Trascrivi fedelmente, riga per riga e senza alcuna modifica, tutti i record che seguono.

-------- Record archiviati

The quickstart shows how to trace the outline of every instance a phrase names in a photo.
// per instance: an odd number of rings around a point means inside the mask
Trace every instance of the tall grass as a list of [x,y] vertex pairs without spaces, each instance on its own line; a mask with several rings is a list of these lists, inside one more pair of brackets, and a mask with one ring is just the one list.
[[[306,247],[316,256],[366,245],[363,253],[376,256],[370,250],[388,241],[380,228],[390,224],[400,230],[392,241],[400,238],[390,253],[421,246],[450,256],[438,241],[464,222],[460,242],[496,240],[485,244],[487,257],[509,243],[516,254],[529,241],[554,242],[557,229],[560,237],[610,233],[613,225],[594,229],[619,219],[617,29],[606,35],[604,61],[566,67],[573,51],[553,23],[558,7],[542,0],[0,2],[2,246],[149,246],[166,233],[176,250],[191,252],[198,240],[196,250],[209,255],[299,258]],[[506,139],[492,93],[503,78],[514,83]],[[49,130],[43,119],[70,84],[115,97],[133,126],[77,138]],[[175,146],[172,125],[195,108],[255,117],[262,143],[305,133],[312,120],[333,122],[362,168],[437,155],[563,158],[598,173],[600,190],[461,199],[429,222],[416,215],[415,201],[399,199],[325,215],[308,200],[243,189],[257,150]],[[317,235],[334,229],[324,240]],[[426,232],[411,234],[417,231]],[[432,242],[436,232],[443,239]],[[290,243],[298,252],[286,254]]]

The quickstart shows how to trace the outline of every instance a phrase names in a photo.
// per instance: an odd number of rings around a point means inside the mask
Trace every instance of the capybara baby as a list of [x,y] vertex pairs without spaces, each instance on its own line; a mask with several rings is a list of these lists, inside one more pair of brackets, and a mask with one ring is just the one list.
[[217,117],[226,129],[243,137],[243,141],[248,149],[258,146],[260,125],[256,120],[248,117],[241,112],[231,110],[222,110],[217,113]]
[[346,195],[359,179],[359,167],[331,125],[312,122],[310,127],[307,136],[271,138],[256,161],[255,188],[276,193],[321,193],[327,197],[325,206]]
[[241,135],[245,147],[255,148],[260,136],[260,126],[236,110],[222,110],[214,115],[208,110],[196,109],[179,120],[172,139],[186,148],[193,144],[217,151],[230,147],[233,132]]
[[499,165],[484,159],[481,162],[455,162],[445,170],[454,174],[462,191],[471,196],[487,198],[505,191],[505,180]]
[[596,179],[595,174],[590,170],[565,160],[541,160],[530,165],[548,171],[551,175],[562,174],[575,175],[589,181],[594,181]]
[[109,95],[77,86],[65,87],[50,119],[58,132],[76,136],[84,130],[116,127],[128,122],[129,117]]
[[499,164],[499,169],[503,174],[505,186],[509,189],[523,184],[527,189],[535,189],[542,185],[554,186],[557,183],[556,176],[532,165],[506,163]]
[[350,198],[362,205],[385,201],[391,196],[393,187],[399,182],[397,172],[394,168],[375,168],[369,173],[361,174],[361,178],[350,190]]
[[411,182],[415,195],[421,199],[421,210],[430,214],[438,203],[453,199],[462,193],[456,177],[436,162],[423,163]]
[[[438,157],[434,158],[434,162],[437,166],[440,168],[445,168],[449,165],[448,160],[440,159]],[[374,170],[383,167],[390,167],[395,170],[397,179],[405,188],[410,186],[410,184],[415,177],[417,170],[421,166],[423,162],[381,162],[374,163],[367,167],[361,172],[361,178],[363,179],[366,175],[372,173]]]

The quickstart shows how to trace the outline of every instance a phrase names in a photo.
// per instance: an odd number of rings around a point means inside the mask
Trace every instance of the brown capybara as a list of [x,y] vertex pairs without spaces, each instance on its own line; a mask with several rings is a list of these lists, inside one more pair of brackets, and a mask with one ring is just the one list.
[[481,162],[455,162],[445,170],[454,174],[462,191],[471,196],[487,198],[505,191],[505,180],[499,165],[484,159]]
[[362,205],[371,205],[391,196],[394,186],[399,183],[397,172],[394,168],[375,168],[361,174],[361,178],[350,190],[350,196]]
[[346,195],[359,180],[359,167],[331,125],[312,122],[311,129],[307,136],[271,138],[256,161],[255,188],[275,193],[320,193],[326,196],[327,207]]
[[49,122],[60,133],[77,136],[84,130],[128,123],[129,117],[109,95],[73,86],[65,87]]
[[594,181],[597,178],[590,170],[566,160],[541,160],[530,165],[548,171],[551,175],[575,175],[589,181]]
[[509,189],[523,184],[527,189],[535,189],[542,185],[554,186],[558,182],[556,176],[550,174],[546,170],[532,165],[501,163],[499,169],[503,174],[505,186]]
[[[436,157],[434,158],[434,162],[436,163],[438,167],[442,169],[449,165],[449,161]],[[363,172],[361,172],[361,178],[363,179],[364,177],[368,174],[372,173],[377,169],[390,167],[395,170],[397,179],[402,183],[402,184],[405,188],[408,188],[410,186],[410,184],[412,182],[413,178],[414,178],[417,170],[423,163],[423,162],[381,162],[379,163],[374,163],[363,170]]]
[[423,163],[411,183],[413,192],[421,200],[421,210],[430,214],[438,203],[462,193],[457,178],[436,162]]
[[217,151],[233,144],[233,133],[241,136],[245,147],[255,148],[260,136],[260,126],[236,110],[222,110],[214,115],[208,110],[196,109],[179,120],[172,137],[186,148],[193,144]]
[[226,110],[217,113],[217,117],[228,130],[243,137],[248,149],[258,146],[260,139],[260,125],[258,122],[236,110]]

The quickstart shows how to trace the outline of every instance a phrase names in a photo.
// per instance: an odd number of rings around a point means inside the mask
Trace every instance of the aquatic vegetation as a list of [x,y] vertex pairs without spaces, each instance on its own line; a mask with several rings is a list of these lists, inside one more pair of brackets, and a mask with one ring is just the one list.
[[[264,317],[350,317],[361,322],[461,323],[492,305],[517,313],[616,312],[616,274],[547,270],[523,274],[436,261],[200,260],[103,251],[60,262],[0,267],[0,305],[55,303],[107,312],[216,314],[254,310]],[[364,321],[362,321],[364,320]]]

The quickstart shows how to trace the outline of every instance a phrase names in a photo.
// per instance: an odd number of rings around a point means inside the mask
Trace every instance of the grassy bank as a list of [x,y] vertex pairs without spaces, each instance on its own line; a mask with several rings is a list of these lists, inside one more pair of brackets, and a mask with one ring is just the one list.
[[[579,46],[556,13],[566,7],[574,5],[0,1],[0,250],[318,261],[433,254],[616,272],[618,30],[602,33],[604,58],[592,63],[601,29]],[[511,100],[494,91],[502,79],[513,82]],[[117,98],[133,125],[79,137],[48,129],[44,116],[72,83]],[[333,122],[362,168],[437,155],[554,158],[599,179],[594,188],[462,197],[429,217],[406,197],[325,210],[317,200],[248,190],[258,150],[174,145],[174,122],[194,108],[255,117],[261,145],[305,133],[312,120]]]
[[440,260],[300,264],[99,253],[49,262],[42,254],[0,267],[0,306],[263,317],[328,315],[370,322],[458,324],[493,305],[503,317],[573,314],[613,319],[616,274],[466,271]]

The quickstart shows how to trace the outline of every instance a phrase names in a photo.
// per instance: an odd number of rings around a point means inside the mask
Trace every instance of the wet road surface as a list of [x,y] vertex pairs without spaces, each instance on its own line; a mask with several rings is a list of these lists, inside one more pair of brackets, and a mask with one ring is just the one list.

----------------

Risposta corretta:
The quickstart shows how to trace the outline of every instance a phrase names in a photo.
// per instance: an odd number of rings around a point means inside the mask
Trace every instance of the tall grass as a list of [x,y] vertex pairs without spaces, each instance on its own line; a mask with several rings is a list of these lists, inside one more pair of brackets, and a mask with one ring is just the one list.
[[[306,247],[316,256],[366,245],[363,253],[376,256],[370,250],[388,241],[380,228],[390,224],[400,230],[392,241],[400,238],[390,253],[421,246],[450,256],[438,241],[464,222],[460,242],[496,240],[485,244],[487,257],[509,243],[516,254],[529,241],[554,242],[557,229],[560,237],[610,233],[613,225],[594,229],[619,219],[617,29],[606,35],[604,61],[566,67],[573,51],[553,23],[558,7],[542,0],[0,2],[2,246],[149,246],[166,233],[176,250],[191,252],[198,240],[196,250],[209,255],[299,258]],[[506,139],[492,93],[503,78],[514,83]],[[49,130],[43,119],[70,84],[115,97],[133,126],[77,138]],[[175,146],[172,125],[195,108],[255,117],[262,143],[305,133],[312,120],[333,122],[362,168],[437,155],[563,158],[598,173],[600,190],[461,199],[429,222],[416,215],[415,201],[399,199],[325,215],[308,200],[243,189],[257,150]],[[317,235],[334,229],[324,240]],[[426,232],[411,234],[417,231]],[[432,242],[436,232],[443,239]],[[290,243],[298,252],[286,254]]]

The quickstart shows how to trace the outline of every instance a phrase names in a photo.
// per instance: an odd number of rings around a point means inside the mask
Trace every instance of the capybara baby as a list of [x,y] vertex pairs without spaces, each instance on its own line; a mask with several rings is a list of these lists, inside one more pair of brackets, and a mask with one ring is just the one list.
[[217,117],[226,129],[243,137],[243,141],[248,149],[258,146],[260,125],[256,120],[248,117],[241,112],[231,110],[222,110],[217,113]]
[[346,195],[359,179],[359,167],[331,125],[312,122],[310,127],[307,136],[271,138],[256,161],[255,188],[276,193],[321,193],[327,197],[325,206]]
[[241,135],[245,147],[255,148],[260,136],[260,126],[236,110],[222,110],[214,115],[208,110],[196,109],[179,120],[172,139],[186,148],[193,144],[217,151],[230,147],[233,132]]
[[499,165],[484,159],[481,162],[455,162],[445,170],[454,174],[462,191],[471,196],[487,198],[505,191],[505,180]]
[[596,179],[595,174],[590,170],[565,160],[541,160],[530,165],[548,171],[551,175],[562,174],[575,175],[589,181],[594,181]]
[[109,95],[77,86],[65,87],[50,119],[58,132],[76,136],[84,130],[116,127],[128,122],[129,117]]
[[499,164],[499,169],[503,174],[505,186],[509,189],[523,184],[527,189],[535,189],[542,185],[554,186],[557,183],[556,176],[532,165],[506,163]]
[[350,198],[362,205],[385,201],[391,196],[393,187],[399,182],[397,172],[394,168],[375,168],[369,173],[361,174],[361,178],[350,190]]
[[411,182],[415,195],[421,199],[421,210],[430,214],[438,203],[453,199],[462,193],[456,177],[436,162],[423,163]]
[[[438,157],[434,158],[434,162],[437,166],[440,168],[445,168],[449,165],[448,160],[440,159]],[[374,170],[383,167],[390,167],[395,170],[397,179],[405,188],[410,186],[410,184],[415,177],[417,170],[421,166],[423,162],[381,162],[374,163],[367,167],[361,172],[361,178],[363,179],[366,175],[372,173]]]

The quickstart shows how to trace the outline of every instance a phrase names in a photo.
// per instance: an odd number of rings around a point means inside the mask
Trace every instance of the brown capybara as a list of [x,y] vertex pairs without spaces, each instance on its own line; a mask with several rings is a list of these lists, inside one more pair of brackets, and a mask with one ring is just the one list.
[[481,162],[455,162],[445,170],[454,174],[462,191],[471,196],[487,198],[505,191],[505,180],[499,165],[484,159]]
[[362,205],[371,205],[391,196],[394,186],[399,183],[397,172],[394,168],[375,168],[361,174],[361,178],[350,190],[350,196]]
[[346,195],[359,180],[359,167],[331,125],[312,122],[311,129],[307,136],[271,138],[256,161],[255,188],[275,193],[320,193],[326,196],[327,207]]
[[49,122],[60,133],[77,136],[84,130],[128,123],[129,117],[109,95],[73,86],[65,87]]
[[594,181],[597,178],[590,170],[566,160],[541,160],[530,165],[548,171],[551,175],[575,175],[589,181]]
[[509,189],[523,184],[527,189],[535,189],[542,185],[554,186],[558,182],[556,176],[550,174],[546,170],[532,165],[501,163],[499,169],[503,174],[505,186]]
[[[436,157],[434,158],[434,162],[436,163],[438,167],[442,169],[449,165],[449,161]],[[363,172],[361,172],[361,178],[363,179],[364,177],[368,174],[372,173],[377,169],[390,167],[395,170],[397,179],[402,183],[402,184],[405,188],[408,188],[410,186],[410,184],[412,182],[413,178],[414,178],[417,170],[423,163],[423,162],[381,162],[379,163],[374,163],[363,170]]]
[[423,163],[411,183],[413,192],[421,200],[421,210],[430,214],[438,203],[462,193],[457,178],[436,162]]
[[217,151],[233,144],[233,133],[241,136],[245,147],[255,148],[260,136],[260,126],[236,110],[222,110],[214,115],[208,110],[196,109],[179,120],[172,137],[186,148],[193,144]]
[[226,110],[217,113],[217,117],[228,130],[243,137],[248,149],[258,146],[260,139],[260,125],[258,122],[236,110]]

The quickstart shows how to trace the outline of every instance a phrase names in a photo.
// per instance: an odd number of rings around a point means inside the mask
Trace every instance of the aquatic vegetation as a list of [x,y] vertex pairs without spaces, each instance on its own line; a mask with several rings is a list of these lists, inside one more pair of brackets, and a mask with one ring is just the one list.
[[[264,317],[350,317],[361,322],[461,323],[492,305],[517,313],[616,312],[616,274],[547,270],[523,274],[436,261],[200,260],[103,251],[60,262],[0,267],[0,305],[55,303],[107,312],[216,314],[254,310]],[[364,321],[362,321],[364,320]]]

The quickstart shows how to trace the outline of every instance a phrase names in a photo.
// per instance: an odd number of rings around a point means inside the mask
Trace every instance of the grassy bank as a list of [x,y] vertex pairs without spaces, each instance on its own line; a mask with several rings is a list of these lists, inside one more pair of brackets, and a mask with one ring is just the one list.
[[[579,46],[556,13],[566,7],[574,5],[0,1],[0,250],[318,261],[433,254],[616,272],[618,30],[602,33],[604,58],[592,63],[601,29]],[[511,100],[494,91],[502,79],[513,82]],[[117,98],[133,125],[79,137],[48,129],[44,116],[72,83]],[[333,122],[362,168],[437,155],[554,158],[599,179],[594,188],[462,197],[429,217],[406,197],[325,210],[317,200],[248,190],[258,150],[174,145],[174,122],[194,108],[255,117],[261,145],[305,133],[312,120]]]
[[440,260],[300,264],[99,253],[49,262],[42,254],[0,267],[0,306],[263,317],[328,315],[370,322],[458,324],[493,305],[503,317],[573,314],[613,319],[616,274],[466,271]]

The quickstart shows how to trace the outline of every instance a phrase names in a photo.
// per instance: an odd number of rings around a point means inside the mask
Trace every instance of the wet road surface as a list of [x,y] vertex pairs without spaces, each instance on its own line; a mask with several rings is a list of these lists, inside one more pair of brackets, and a mask with one ring is just the one list.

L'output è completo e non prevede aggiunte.